[Location labeling records]
------------------------------------------------------------

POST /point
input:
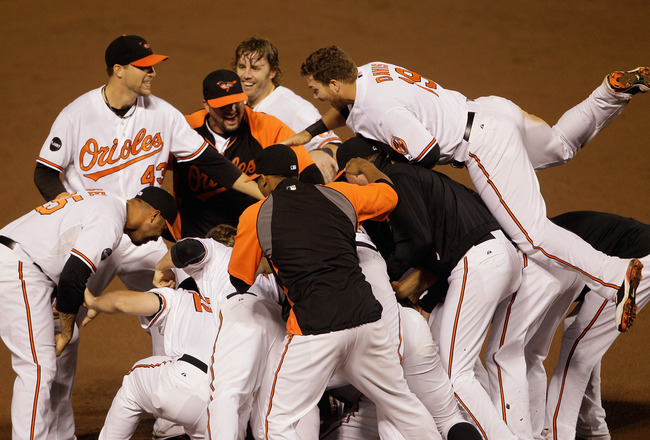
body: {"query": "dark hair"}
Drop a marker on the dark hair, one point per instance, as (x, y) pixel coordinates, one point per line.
(329, 63)
(256, 48)
(224, 234)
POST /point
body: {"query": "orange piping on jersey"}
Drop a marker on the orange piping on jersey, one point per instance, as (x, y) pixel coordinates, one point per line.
(275, 380)
(399, 333)
(476, 422)
(568, 362)
(147, 366)
(162, 308)
(426, 149)
(33, 348)
(214, 348)
(521, 228)
(47, 162)
(503, 336)
(84, 258)
(460, 303)
(328, 141)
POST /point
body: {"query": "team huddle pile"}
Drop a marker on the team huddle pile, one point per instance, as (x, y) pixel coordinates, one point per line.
(312, 288)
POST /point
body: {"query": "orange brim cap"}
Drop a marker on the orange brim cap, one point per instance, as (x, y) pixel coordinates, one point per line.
(149, 60)
(227, 100)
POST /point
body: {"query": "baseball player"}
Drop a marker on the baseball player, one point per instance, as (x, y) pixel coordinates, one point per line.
(589, 333)
(119, 137)
(258, 65)
(334, 322)
(173, 386)
(443, 227)
(501, 146)
(249, 327)
(61, 243)
(238, 133)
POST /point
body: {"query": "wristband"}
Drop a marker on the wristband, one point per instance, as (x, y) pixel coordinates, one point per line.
(316, 128)
(327, 150)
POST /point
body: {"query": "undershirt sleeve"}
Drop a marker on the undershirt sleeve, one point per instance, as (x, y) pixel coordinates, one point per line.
(48, 182)
(72, 284)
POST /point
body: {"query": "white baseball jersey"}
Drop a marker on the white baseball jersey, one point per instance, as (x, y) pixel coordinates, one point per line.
(407, 111)
(87, 224)
(186, 322)
(214, 282)
(95, 148)
(296, 112)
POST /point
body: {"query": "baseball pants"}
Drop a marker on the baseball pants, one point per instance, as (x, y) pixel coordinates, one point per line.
(585, 341)
(506, 147)
(165, 387)
(249, 328)
(363, 356)
(426, 379)
(515, 321)
(134, 265)
(27, 329)
(489, 273)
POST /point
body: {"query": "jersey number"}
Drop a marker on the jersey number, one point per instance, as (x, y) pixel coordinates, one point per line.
(152, 175)
(417, 79)
(59, 203)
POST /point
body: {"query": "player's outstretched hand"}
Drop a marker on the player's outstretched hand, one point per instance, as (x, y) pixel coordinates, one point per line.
(297, 139)
(325, 163)
(164, 278)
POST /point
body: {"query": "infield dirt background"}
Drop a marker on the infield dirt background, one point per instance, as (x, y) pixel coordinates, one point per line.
(545, 56)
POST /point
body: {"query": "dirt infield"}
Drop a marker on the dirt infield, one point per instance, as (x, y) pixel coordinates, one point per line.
(545, 56)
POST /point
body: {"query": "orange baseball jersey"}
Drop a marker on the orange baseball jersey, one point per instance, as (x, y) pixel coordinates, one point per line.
(204, 203)
(296, 112)
(308, 232)
(95, 148)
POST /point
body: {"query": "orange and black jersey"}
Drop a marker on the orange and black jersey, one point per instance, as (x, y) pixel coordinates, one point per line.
(308, 233)
(203, 202)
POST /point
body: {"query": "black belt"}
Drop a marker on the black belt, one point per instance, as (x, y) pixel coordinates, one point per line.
(468, 131)
(486, 237)
(368, 245)
(7, 242)
(194, 361)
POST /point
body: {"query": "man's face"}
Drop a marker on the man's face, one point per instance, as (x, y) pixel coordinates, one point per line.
(149, 230)
(138, 79)
(325, 92)
(256, 76)
(226, 119)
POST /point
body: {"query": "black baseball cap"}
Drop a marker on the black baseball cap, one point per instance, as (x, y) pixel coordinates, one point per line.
(354, 147)
(277, 159)
(131, 49)
(223, 87)
(161, 200)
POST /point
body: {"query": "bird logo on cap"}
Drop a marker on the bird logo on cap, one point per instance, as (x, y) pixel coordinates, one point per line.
(226, 85)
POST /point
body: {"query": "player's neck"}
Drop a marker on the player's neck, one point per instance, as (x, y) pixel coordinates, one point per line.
(117, 97)
(261, 96)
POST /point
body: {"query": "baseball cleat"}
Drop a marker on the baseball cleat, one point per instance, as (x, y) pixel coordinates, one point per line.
(626, 296)
(631, 82)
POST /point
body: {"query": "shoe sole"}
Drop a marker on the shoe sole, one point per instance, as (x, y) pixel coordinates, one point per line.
(626, 82)
(626, 307)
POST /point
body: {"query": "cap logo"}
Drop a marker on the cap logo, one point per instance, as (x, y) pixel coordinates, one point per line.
(398, 145)
(226, 85)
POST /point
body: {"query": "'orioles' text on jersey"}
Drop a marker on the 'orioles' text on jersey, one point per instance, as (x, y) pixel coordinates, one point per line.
(412, 114)
(204, 203)
(95, 148)
(308, 232)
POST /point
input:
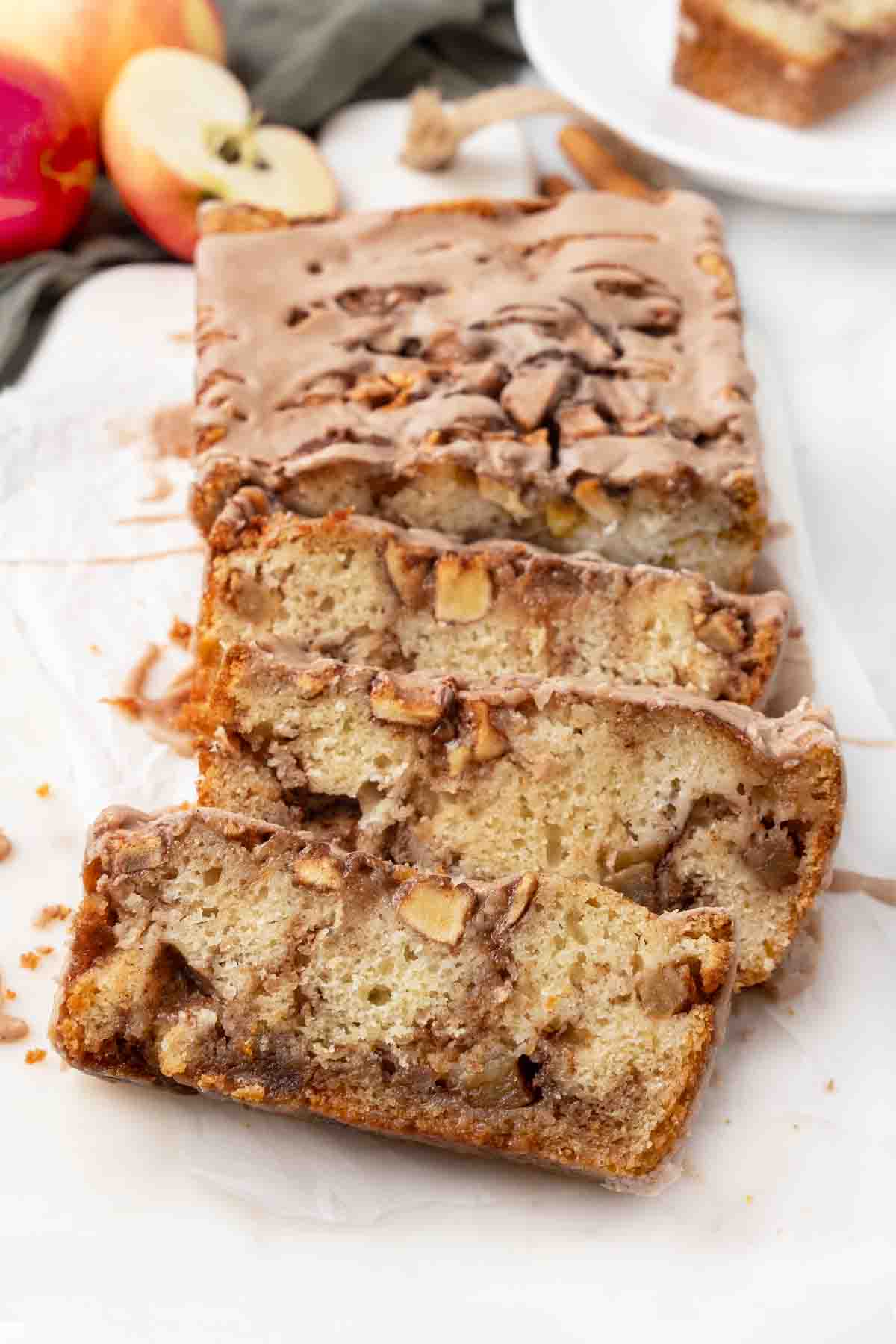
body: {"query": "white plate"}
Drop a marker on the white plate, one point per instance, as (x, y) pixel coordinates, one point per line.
(615, 60)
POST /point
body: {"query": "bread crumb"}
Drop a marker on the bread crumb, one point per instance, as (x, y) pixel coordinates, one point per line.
(30, 960)
(49, 913)
(180, 632)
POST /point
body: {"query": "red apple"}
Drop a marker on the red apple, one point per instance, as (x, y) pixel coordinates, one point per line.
(179, 129)
(87, 42)
(47, 159)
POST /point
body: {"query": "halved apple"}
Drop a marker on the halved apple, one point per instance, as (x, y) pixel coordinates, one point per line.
(47, 159)
(179, 129)
(87, 42)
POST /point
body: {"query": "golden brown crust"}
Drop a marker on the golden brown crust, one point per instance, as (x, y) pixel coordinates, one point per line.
(418, 600)
(167, 1008)
(719, 60)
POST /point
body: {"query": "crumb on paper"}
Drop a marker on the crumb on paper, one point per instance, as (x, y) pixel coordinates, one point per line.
(180, 632)
(31, 960)
(160, 715)
(47, 914)
(11, 1028)
(172, 432)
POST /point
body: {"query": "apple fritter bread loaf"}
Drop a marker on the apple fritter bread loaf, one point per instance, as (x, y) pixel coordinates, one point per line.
(567, 374)
(538, 1018)
(791, 60)
(667, 797)
(366, 591)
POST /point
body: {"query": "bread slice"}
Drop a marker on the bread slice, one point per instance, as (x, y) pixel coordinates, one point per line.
(366, 591)
(671, 799)
(536, 1018)
(788, 60)
(568, 376)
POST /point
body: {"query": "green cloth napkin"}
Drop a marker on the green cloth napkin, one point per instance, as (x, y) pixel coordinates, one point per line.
(300, 60)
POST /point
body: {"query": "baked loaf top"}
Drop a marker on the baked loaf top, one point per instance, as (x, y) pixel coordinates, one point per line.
(672, 799)
(541, 1018)
(598, 335)
(367, 591)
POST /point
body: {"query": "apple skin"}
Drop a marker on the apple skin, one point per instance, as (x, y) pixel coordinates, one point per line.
(87, 42)
(47, 159)
(163, 203)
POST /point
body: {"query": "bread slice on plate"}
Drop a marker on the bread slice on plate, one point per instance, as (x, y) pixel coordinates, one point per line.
(570, 376)
(790, 60)
(367, 591)
(535, 1018)
(673, 800)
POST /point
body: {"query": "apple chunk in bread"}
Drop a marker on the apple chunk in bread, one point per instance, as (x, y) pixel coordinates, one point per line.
(179, 129)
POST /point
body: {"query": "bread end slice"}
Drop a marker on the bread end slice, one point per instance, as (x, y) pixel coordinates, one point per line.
(535, 1018)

------------------------------------------------------------

Every record must be copied exactly, with images dropped from the result.

• Answer to the task
POST /point
input:
body: {"query": "dark hair"}
Drop a marker on the dark hair, one point per instance, as (x, y) pixel coordinates, one point per line.
(329, 63)
(256, 48)
(224, 234)
POST /point
body: {"query": "orange piping on jersey"}
Drop a marker on the orange piping on jersey, one point per instance, as (x, y) pixel coordinates, one point per line.
(275, 380)
(399, 333)
(476, 422)
(568, 362)
(147, 366)
(162, 308)
(426, 149)
(33, 348)
(214, 348)
(521, 228)
(47, 162)
(503, 336)
(84, 258)
(460, 303)
(328, 141)
POST /point
body: {"query": "team huddle pile"}
Drop a marker on the team huddle pile, one point per instance, as (x, y) pixel coordinates, one point per line.
(312, 288)
POST /point
body: {"query": "orange brim cap"}
Drop a marker on the orange brim cap, one point per instance, as (x, y) pixel coordinates, one point per line.
(149, 60)
(227, 100)
POST /point
body: {"query": "baseball player"}
Drop a marker on the baseball player, one point per instance, as (x, y) pixel coordinates, one point per line.
(589, 333)
(119, 137)
(258, 65)
(334, 322)
(173, 386)
(443, 227)
(501, 146)
(249, 327)
(61, 243)
(238, 133)
POST /point
body: {"query": "wristband"}
Drop a marker on the wristband, one point per instance, as (x, y) pixel coordinates, one point per line.
(316, 128)
(327, 150)
POST /point
body: {"query": "undershirt sleeve"}
Drop a marker on the undershirt sleeve, one point per instance, as (x, y) pixel coordinates, one point per line.
(48, 182)
(72, 284)
POST /point
body: {"query": "white baseball jersey"}
Drop a marker on the white baseball jersey, one point per instance, as (x, y) pixel coordinates, one point per line.
(407, 111)
(87, 224)
(186, 322)
(214, 282)
(95, 148)
(296, 112)
POST /point
body: {"query": "baseball pants"}
Drop a marker on the baseball pants, one point per instance, as (x, y) pixel coordinates, one point per line.
(585, 341)
(506, 147)
(165, 387)
(249, 328)
(363, 356)
(426, 379)
(515, 321)
(134, 265)
(27, 329)
(489, 273)
POST /point
body: {"query": "jersey number"}
Drop a marker on the jersey number, one point per instance, as (x, y) pixel coordinates, one point per line.
(152, 175)
(417, 79)
(59, 203)
POST /point
body: {"query": "player's outstretched hand"}
Drop a marker on the player's outstretched hand, one point per instance, as (x, y) pixel coordinates, one point per line.
(297, 139)
(325, 163)
(164, 278)
POST /point
body: {"query": "infield dirt background"}
Drop a marker on the infield dirt background, one point per instance, as (x, y) pixel coordinates, one point per line.
(545, 56)
POST /point
body: {"query": "dirt infield"}
Drop a marker on the dirt infield, one point per instance, as (x, y) pixel coordinates, one point per line.
(545, 56)
POST /point
body: {"query": "orange baseball jersey"}
Drop a marker on the orange baseball jersey, one point per instance, as (x, y) pixel coordinates, one point per line.
(204, 203)
(296, 112)
(308, 232)
(95, 148)
POST /point
body: {"query": "orange and black jersey"}
Drop a marker on the orange and black jersey, one point per instance, as (x, y) pixel coordinates, one point per line.
(308, 233)
(203, 202)
POST /point
body: {"query": "black belt"}
Drop a marker on the black belt, one point per instance, as (x, y) pixel coordinates, one point per line.
(468, 131)
(486, 237)
(368, 245)
(7, 242)
(194, 361)
POST /point
body: {"query": "man's face"}
Drop a marker on the man's face, one point per instance, as (x, y) pixel coordinates, one point per line.
(149, 230)
(138, 79)
(325, 92)
(256, 76)
(226, 119)
POST /point
body: {"query": "black baseball cap"}
Drop a marker on the black baseball cap, one point per instance, as (x, y) pixel coordinates, one point per line.
(354, 147)
(277, 159)
(131, 49)
(223, 87)
(161, 200)
POST /point
body: {"query": "bird logo on cap"}
Drop a marker on the bird logo on cap, one point per instance, as (x, y) pixel coordinates, one point per line.
(226, 85)
POST /point
body: {"query": "player's neck"}
Drop a marker on the player's neck, one point per instance, as (x, y) pixel coordinates, one point per line.
(117, 97)
(261, 96)
POST /point
body: {"query": "baseball cleat"}
Drop a marker on the baseball cleat, one point per instance, as (x, y) pixel coordinates, one point per line.
(626, 296)
(631, 82)
POST /point
body: {"query": "shoe sole"}
Drop a marker on the shoe sole, one point per instance, as (x, y) pixel coordinates, one point per line.
(626, 82)
(626, 307)
POST /point
body: {"query": "cap logo"}
Drop a marker on the cap logo, one point per instance, as (x, y) pixel coordinates, one point per line.
(398, 145)
(226, 85)
POST /point
body: {"query": "'orioles' text on jersey"}
Drop a marker on the 'orioles' text on jersey, one point per instance, as (x, y) pixel coordinates, one point per line.
(412, 114)
(204, 203)
(95, 148)
(308, 232)
POST /point
input:
body: {"query": "white plate"}
Drop a marker on the white plate, one point per instance, as (x, y) pixel coordinates, one point per line.
(615, 60)
POST /point
body: {"query": "bread crumb"}
Drop a marker on the bread crumb, one point per instance, as (x, y) pixel coordinates, one point per line.
(30, 960)
(49, 913)
(180, 632)
POST /point
body: {"query": "red apple"}
Drop a marker on the red apple, one point per instance, as (x, y) pixel coordinates, one point per line.
(179, 129)
(87, 42)
(47, 159)
POST /point
body: {"query": "halved apple"}
Drop a marker on the halved apple, one point per instance, as (x, y) pixel coordinates, one point per line.
(47, 159)
(179, 129)
(87, 42)
POST /point
body: {"query": "golden brown crust"}
Drop a marker on the golden brown crust, one point per instance, as (x, y) pixel coordinates, one point per line.
(418, 600)
(167, 1008)
(719, 60)
POST /point
body: {"query": "crumb on paper"}
Drop a marker on the crumb on paper, one point per instance, as (x, y) pixel coordinates, one point per line.
(180, 632)
(31, 960)
(160, 715)
(47, 914)
(11, 1028)
(172, 432)
POST /point
body: {"query": "apple fritter bread loaf"}
Drop a marker on the apple fritter bread loaf, one point per instance, as (x, y) pixel coordinates, one point per line.
(567, 374)
(538, 1018)
(791, 60)
(667, 797)
(366, 591)
POST /point
body: {"query": "bread slice"}
Drop a marker on the bread slice, one point per instance, as (x, y) pixel coordinates, one point per line.
(366, 591)
(671, 799)
(536, 1018)
(788, 60)
(568, 376)
POST /point
body: {"query": "green cloth napkin"}
Drop a marker on the green cloth napkin, one point per instance, as (x, y) pixel coordinates, one point per line.
(300, 60)
POST /point
body: {"query": "baked loaf top"}
Drop a marker on the baked loaf top, one point per instance, as (x, y) pixel coordinates, one point per line.
(672, 799)
(541, 1018)
(598, 335)
(367, 591)
POST /point
body: {"query": "apple skin"}
Drop a marker on the apple skin, one point per instance, as (x, y) pixel coordinates, one point per line.
(87, 42)
(47, 159)
(163, 203)
POST /point
body: {"query": "bread slice on plate"}
Drop a marker on the bread slice on plate, one point per instance, as (x, y) pixel coordinates, one point per line.
(570, 376)
(790, 60)
(367, 591)
(535, 1018)
(673, 800)
POST /point
body: {"query": "apple chunk in bread"}
Drop a marker on the apple chunk in bread, one point per instance, as (x, y) pixel coordinates, one point per line.
(179, 129)
POST /point
body: {"query": "bread end slice"}
Drop a marker on the bread end slice, one point per instance, as (x, y) pixel coordinates, one point per line.
(535, 1018)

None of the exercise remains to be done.